待辦任務 >>
**a)** 請把頁面中以「由實驗結果可以發現」開頭的段落改寫成條列，保留主要事實。
**b)** 找出頁面中所有以 μm 標示的數值，逐一寫出每個數值指的是什麼。

頁面 >>
•••••

本研究主要利用壓電噴墨元件開發超微量點膠技術，流體的轉移行為受到不同的參數所影響，包含脈衝波型，點膠製程高度以及潤濕性等。本研究使用甘油水溶做為工作流體以進行轉移製程開發，其中流體轉移過程中的行為，包括液體拉伸，液柱接觸到基板的過程以及殘留液體縮至點膠口內等複雜的形態，都藉由高速攝影機觀察。本研究亦採用Flow-3D®套裝軟體進行數值模擬並結合實驗結果進行驗證，針對不同點膠口與基板間距對轉移行為的影響進行探討。漿料與基板接觸面的潤濕性對轉移行為的影響亦被納入探討。
由實驗結果可以發現，透過控制點膠口與基板的間距，可獲得小於點膠口直徑 (50 μm) 的膠點。特別的是若液柱長度為109 μm時將點膠口與基板間距控制在50-70 μm則直徑小於34 μm的膠點可輕易獲得。而潤濕性對流體轉移量在點膠製程間距小於70 μm時有顯著的影響，其結果顯示膠點大小隨潤濕性變差而降低。亦透過實驗設計在多次點膠實驗中發現，即使在最佳的潤濕條件下，若點膠製程間距低於28 μm的情況下將不會進行轉移。

•••••

資料區 >>
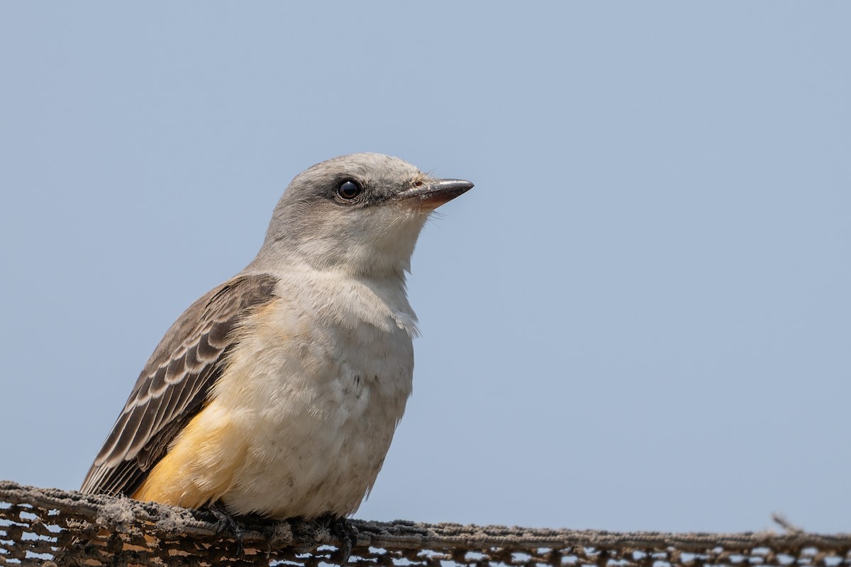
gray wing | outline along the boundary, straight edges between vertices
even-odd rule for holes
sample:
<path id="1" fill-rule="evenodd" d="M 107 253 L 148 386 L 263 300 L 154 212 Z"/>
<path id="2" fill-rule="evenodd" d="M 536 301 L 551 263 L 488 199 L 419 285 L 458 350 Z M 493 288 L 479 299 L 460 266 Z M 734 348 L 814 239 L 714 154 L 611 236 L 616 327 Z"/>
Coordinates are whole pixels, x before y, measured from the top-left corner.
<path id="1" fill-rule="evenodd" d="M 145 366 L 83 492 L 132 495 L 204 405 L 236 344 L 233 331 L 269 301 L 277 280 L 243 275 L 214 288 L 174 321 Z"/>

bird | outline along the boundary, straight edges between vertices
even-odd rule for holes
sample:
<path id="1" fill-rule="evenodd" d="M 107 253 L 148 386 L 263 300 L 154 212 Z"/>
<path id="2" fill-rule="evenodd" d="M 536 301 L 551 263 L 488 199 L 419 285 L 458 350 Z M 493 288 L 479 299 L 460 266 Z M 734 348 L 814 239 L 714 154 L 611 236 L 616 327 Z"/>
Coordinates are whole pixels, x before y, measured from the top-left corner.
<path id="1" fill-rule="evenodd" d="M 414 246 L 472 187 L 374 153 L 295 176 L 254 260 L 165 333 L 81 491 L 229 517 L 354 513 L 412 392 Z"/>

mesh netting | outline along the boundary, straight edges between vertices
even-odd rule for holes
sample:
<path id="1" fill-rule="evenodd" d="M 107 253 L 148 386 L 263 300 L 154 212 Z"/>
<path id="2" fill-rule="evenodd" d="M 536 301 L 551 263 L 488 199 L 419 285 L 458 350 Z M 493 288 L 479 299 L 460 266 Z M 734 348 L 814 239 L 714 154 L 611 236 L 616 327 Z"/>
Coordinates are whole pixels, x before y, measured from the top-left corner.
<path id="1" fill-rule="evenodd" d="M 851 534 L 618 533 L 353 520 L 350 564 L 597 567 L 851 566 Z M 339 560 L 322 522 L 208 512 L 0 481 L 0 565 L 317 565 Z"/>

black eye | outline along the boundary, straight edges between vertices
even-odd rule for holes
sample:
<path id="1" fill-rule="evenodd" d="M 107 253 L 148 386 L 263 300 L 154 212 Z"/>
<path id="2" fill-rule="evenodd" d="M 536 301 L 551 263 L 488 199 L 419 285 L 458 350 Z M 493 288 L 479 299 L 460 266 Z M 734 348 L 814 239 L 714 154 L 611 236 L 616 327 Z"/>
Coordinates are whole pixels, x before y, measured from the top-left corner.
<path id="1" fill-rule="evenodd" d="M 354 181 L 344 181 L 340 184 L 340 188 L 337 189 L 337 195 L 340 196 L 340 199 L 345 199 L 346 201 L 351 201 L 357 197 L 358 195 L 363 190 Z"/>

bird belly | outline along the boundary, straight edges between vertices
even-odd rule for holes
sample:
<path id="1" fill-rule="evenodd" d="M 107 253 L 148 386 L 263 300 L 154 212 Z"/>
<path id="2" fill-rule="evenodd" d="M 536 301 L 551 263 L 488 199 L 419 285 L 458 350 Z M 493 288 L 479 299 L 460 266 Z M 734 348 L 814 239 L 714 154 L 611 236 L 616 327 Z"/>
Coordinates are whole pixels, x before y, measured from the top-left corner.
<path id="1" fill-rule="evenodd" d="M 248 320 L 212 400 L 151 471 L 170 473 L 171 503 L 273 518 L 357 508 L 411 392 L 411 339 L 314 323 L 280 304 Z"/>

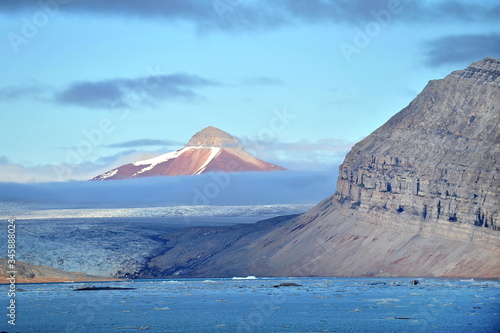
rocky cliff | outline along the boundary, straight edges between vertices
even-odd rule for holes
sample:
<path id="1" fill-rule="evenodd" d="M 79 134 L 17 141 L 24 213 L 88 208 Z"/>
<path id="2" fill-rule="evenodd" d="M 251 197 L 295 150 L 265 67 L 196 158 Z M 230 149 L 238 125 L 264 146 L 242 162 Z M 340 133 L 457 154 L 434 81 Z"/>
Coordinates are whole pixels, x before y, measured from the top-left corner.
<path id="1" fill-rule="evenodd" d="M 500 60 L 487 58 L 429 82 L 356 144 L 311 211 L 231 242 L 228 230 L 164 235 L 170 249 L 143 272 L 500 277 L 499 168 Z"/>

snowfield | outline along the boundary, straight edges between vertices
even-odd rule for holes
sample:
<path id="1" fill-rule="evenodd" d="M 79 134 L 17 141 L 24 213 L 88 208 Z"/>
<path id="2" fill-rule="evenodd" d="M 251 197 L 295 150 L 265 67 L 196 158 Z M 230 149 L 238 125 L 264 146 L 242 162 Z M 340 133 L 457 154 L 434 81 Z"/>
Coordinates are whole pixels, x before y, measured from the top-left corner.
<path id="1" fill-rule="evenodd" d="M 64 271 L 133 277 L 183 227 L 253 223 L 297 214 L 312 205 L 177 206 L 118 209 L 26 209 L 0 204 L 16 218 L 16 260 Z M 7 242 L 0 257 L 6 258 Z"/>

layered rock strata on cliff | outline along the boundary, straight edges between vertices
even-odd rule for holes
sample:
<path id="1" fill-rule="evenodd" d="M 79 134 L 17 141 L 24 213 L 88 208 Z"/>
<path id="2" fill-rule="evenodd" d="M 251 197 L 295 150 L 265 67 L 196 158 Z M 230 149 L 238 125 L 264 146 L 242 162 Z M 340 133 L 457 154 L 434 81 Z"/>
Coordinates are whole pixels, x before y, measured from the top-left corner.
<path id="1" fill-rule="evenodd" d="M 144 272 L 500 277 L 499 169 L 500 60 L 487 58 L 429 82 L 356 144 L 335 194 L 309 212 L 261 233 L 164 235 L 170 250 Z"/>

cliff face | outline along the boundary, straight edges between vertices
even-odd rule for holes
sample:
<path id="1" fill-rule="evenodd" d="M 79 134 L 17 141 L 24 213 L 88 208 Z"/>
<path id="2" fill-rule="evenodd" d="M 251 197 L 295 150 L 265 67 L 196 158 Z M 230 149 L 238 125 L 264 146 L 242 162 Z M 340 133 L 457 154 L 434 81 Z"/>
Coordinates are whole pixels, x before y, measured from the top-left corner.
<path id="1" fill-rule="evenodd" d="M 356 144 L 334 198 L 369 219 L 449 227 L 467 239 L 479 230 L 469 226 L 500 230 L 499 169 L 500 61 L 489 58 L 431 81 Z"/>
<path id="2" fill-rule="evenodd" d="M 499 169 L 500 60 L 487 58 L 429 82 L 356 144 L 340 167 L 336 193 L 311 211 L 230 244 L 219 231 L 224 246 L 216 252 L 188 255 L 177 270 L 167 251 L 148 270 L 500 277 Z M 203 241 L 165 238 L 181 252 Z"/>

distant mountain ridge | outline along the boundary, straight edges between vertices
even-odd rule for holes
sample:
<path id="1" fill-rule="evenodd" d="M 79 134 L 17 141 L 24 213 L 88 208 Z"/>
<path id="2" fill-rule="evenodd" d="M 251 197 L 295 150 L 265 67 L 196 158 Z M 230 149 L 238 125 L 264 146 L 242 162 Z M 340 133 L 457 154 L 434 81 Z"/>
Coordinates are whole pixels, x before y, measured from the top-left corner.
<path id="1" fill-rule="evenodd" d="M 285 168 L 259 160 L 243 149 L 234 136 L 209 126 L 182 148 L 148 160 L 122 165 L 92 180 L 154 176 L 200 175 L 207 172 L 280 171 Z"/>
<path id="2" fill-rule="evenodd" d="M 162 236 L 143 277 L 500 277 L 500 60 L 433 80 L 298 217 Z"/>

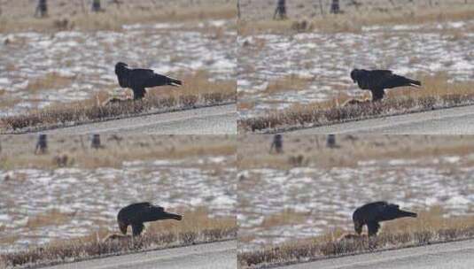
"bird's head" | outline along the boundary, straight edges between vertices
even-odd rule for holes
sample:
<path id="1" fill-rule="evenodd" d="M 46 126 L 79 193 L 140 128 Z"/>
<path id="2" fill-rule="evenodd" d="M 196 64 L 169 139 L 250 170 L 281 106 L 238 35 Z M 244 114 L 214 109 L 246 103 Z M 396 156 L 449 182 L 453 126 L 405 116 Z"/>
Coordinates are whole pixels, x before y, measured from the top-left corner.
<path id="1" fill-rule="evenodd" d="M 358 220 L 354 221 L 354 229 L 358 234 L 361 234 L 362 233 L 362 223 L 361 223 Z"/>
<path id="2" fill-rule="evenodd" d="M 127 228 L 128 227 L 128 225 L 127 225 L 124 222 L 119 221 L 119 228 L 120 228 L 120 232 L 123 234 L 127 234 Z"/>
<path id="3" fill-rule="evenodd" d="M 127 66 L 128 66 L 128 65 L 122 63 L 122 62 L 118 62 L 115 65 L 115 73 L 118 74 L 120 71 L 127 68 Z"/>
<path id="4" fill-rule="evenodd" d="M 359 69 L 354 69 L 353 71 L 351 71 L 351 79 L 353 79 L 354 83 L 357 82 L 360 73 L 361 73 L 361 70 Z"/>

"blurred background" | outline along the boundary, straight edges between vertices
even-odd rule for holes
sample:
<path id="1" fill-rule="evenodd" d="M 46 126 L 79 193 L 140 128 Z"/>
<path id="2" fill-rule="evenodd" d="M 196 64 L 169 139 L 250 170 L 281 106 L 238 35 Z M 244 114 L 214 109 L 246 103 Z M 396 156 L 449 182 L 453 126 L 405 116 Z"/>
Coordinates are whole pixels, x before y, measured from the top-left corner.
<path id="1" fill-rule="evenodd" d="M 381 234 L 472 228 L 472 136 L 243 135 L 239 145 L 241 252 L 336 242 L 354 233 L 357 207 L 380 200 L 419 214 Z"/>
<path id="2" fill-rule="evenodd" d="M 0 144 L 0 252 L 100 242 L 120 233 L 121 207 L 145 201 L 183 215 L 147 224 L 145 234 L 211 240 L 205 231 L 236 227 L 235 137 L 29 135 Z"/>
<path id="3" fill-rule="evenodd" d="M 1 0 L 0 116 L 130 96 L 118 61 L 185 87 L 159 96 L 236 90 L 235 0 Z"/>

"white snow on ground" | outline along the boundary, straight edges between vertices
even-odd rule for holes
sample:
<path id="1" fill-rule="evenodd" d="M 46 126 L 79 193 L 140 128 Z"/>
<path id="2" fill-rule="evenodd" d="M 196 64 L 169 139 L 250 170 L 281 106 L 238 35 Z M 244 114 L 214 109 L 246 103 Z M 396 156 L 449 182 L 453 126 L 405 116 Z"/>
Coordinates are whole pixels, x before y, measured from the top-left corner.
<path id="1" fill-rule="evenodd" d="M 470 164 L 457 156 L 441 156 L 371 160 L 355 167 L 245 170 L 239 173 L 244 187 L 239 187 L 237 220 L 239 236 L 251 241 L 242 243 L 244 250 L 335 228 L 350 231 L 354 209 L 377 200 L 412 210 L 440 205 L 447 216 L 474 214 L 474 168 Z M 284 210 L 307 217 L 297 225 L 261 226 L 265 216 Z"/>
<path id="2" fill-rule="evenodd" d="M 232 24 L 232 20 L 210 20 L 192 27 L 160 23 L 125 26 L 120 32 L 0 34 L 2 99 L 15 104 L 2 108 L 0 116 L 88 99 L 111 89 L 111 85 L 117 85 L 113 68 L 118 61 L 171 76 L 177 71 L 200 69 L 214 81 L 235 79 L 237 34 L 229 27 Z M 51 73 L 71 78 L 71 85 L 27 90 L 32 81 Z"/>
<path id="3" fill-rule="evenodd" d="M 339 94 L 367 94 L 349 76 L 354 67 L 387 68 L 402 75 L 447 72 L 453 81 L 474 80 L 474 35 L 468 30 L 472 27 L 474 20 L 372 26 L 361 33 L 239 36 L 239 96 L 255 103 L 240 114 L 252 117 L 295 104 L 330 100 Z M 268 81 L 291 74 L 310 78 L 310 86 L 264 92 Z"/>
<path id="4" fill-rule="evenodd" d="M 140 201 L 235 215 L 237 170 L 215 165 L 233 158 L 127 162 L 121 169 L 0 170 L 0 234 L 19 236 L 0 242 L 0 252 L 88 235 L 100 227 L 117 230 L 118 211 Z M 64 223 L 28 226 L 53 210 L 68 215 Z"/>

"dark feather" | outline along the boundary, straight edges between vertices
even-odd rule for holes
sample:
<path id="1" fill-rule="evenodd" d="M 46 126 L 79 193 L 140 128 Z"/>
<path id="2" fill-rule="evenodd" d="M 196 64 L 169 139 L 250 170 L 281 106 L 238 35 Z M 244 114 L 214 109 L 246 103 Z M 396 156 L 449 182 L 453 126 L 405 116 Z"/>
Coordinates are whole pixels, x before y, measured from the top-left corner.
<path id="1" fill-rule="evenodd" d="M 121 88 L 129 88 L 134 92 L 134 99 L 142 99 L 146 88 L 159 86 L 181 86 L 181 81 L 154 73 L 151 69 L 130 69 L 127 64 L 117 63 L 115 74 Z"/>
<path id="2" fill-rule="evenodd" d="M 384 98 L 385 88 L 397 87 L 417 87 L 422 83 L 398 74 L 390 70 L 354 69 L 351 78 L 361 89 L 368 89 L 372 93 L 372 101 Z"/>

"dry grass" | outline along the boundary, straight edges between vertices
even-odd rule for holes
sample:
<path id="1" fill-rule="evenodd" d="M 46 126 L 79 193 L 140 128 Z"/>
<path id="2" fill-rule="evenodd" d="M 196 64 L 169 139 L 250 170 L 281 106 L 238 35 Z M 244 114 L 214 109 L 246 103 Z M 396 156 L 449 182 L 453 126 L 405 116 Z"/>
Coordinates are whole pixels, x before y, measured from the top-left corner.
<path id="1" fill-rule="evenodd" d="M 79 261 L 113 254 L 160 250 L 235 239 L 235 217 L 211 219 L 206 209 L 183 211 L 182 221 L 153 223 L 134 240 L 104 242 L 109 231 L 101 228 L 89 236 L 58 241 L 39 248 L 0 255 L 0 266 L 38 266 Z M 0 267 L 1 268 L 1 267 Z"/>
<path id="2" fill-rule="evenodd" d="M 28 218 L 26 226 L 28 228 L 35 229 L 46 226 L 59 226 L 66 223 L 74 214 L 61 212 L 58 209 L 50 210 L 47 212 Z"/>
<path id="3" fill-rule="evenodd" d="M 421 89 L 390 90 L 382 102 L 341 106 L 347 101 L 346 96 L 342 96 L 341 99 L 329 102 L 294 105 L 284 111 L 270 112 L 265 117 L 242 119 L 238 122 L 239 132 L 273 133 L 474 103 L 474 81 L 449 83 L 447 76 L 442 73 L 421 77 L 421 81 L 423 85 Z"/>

•••••

輸出結果 >>
**a)**
- 控制點膠口與基板的間距，可以得到比點膠口直徑（50 μm）更小的膠點。
- 液柱長度為109 μm、間距控制在50-70 μm時，可以輕易得到直徑小於34 μm的膠點。
- 間距小於70 μm時，潤濕性明顯影響流體轉移量。潤濕性越差，膠點越小。
- 即使潤濕條件最佳，間距低於28 μm時也不會轉移。

**b)**
- 50 μm：點膠口直徑
- 109 μm：液柱長度
- 50-70 μm：點膠口與基板的間距範圍。在這個間距下，可以輕易得到直徑小於34 μm的膠點。
- 34 μm：上述條件下可得到的膠點直徑上限
- 70 μm：點膠製程間距的門檻。小於這個值時，潤濕性對轉移量影響顯著。
- 28 μm：點膠製程間距的下限。低於這個值就不會轉移。